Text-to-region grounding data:
══════════════════════════════
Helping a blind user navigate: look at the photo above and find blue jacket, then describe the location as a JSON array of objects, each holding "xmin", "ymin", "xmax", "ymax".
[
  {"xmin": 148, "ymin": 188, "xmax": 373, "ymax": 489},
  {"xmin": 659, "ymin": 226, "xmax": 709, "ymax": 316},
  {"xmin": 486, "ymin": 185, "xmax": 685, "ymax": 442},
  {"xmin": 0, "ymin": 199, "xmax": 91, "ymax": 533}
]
══════════════════════════════
_Task directions_
Make an exact transcription of the entries.

_Solution to this exercise_
Helping a blind user navigate: look at the photo above and find blue jacket, then describe the location as a JSON array of objects, each holding "xmin", "ymin", "xmax", "ymax".
[
  {"xmin": 148, "ymin": 188, "xmax": 373, "ymax": 489},
  {"xmin": 659, "ymin": 226, "xmax": 709, "ymax": 316},
  {"xmin": 486, "ymin": 185, "xmax": 685, "ymax": 442},
  {"xmin": 0, "ymin": 199, "xmax": 91, "ymax": 533}
]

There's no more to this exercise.